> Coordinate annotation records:
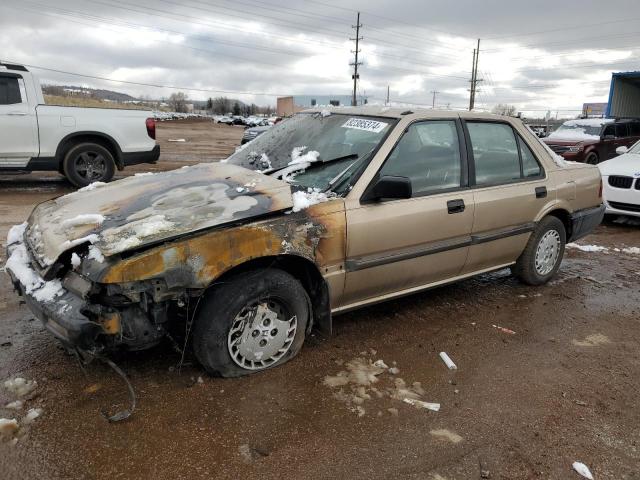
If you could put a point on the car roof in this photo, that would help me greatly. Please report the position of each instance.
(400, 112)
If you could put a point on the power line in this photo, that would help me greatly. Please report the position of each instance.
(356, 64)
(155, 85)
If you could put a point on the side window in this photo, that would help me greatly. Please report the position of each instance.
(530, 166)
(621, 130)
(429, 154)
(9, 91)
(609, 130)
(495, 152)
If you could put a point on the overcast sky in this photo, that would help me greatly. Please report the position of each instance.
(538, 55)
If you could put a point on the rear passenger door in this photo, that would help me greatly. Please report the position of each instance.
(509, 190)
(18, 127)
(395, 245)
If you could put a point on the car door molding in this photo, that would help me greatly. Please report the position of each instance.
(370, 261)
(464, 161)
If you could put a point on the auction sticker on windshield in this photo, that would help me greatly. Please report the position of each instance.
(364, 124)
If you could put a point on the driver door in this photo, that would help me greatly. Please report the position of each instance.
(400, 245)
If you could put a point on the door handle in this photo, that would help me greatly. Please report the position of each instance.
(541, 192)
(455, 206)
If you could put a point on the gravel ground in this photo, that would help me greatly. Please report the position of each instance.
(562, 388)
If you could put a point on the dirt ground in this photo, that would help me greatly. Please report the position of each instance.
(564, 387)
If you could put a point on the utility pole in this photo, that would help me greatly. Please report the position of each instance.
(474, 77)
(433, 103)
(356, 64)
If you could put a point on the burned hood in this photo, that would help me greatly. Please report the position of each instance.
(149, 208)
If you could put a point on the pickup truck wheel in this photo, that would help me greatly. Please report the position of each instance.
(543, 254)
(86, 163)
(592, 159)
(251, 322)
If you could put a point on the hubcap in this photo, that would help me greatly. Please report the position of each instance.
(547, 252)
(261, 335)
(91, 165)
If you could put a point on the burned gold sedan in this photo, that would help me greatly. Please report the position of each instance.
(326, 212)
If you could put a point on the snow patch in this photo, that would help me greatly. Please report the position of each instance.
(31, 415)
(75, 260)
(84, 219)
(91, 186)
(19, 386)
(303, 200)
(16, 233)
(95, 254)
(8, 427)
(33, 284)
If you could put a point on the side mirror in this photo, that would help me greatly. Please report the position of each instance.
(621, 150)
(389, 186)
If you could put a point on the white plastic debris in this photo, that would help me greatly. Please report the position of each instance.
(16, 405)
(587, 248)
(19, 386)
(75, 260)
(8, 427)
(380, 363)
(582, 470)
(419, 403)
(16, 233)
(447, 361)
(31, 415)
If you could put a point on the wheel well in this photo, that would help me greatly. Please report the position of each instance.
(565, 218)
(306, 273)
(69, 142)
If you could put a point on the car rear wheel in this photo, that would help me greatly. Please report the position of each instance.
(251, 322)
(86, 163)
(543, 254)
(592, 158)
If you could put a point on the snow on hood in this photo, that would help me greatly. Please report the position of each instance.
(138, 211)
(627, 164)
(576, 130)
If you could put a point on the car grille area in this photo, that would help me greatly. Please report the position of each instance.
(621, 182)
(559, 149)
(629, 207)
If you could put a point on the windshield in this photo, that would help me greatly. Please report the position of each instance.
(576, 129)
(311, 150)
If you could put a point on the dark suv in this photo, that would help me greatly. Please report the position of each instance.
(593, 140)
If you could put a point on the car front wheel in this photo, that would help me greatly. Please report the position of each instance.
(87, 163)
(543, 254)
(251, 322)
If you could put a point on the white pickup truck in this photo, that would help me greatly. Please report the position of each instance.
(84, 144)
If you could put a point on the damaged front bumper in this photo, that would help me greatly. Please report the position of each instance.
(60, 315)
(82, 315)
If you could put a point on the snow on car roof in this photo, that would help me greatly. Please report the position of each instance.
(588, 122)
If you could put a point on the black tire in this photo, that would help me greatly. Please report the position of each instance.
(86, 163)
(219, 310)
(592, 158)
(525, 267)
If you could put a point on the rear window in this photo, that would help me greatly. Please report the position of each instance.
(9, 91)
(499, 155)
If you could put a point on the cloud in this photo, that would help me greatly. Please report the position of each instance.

> TASK DESCRIPTION: All of the data above should be quoted exactly, except for the pictures.

> WRITTEN REPLY:
If you could put a point on the car roof in this photo, that would help me greatly. Please report the position of each instance.
(400, 112)
If you could put a point on the power line in this photo, that would help me greatly. Please report the position of each instance.
(356, 64)
(155, 85)
If you could put a point on the side window in this photo, that would help me greatly. Please report the position of each instance.
(530, 166)
(621, 130)
(429, 154)
(9, 91)
(609, 130)
(495, 152)
If you could put a point on the overcast sky in this photo, that would help me greatly. Please report the position of each instance.
(538, 55)
If you could put a point on the rear passenger door in this photo, that would help me greatly. Please report the position of each instance.
(509, 190)
(18, 127)
(395, 245)
If you could put a point on the car door molding in this photo, that would help me greatly. Please report the position of each instance.
(370, 261)
(464, 161)
If you could put a point on the auction sticker on windshield in this photo, that would help me greatly. Please report the position of each instance.
(364, 124)
If you could put a point on the driver door in this photo, that would help me greatly. Please report the position of each instance.
(400, 245)
If you could put a point on the door handle in this photo, that would help me greatly. Please report the position of each instance.
(541, 192)
(455, 206)
If you could put a point on the gravel ground in this photo, that would help me greatly. Please report the position of each instance.
(562, 388)
If you could put a point on the dirt ground in this photo, that would help me greatly. Please report the position of each instance.
(564, 387)
If you could put a point on the utility pole in this photo, that would help me greatly. Please report the position of each instance.
(474, 77)
(433, 103)
(356, 64)
If you could put a point on the burned hood in this photo, that would help me greatly. Please report the position of each instance.
(149, 208)
If you could put a point on the pickup truck wheel in this photo, that would help me greatly. Please report the position of each instance.
(543, 254)
(86, 163)
(592, 159)
(251, 322)
If you could put a point on the hubcap in this photo, that would help me greatly. Please report the position of each instance.
(547, 252)
(261, 335)
(91, 165)
If you could put a point on the burned gold sedan in this photo, that would help me greatly. Please report the position of each instance.
(326, 212)
If you could put a point on the snow patch in this photo, that would help me greatly. Please report the position of each instance.
(31, 415)
(75, 260)
(84, 219)
(91, 186)
(19, 386)
(303, 200)
(16, 233)
(95, 254)
(8, 427)
(33, 284)
If you could put a point on the side mirror in this photo, that would help me greatly. Please report the position of each instance.
(621, 150)
(389, 186)
If you could put a point on the white plastic debris in this photo, that would help me greatly. Please report the position of each instance.
(16, 405)
(587, 248)
(19, 386)
(75, 260)
(8, 427)
(380, 363)
(582, 470)
(419, 403)
(16, 233)
(447, 361)
(31, 415)
If you could put a point on the wheel well in this photo, that would help me greatly. Please report the position of each instance.
(565, 218)
(306, 273)
(69, 142)
If you could put a point on the car rear wheel in this photo, that would help me greatly. Please report the position of each instance.
(251, 322)
(86, 163)
(543, 254)
(592, 158)
If you could put a point on the snow on hood in this photo, that would help me greatly. Please report the position of each instance.
(138, 211)
(627, 164)
(576, 130)
If you could put a point on the car grille area in this photo, that would help me greatly. Please report the position of each instance.
(621, 182)
(559, 149)
(629, 207)
If you could put a point on the windshield in this photo, that would help me greatly. Please report the position of each instance.
(576, 129)
(311, 150)
If you could put a point on the dark suv in this photo, that would help me greatly. Please report the position of each instance.
(593, 140)
If you could put a point on the car front wheel in this photo, that would help me greatly. Please report the position of each instance.
(87, 163)
(543, 254)
(251, 322)
If you could put a point on the white pickup truck in this photo, that would help me greatly. Please report the position of each instance.
(84, 144)
If you could put a point on the damaged front bumper in this photo, that would help me greatly. Please report the position of each instance.
(60, 315)
(82, 315)
If you could put a point on the snow on car roof in this photo, that would help me greatly. Please report the position of each instance.
(588, 122)
If you could put a point on the black tire in this photo, that would help me greatly. Please report the position of each instance.
(86, 163)
(219, 310)
(592, 158)
(525, 267)
If you could put a point on the rear window in this photo, that would help me greatly. Please report the position of each instance.
(9, 91)
(499, 155)
If you could put a point on the cloud in this photo, that would help me greatly. Please report the position of each instance.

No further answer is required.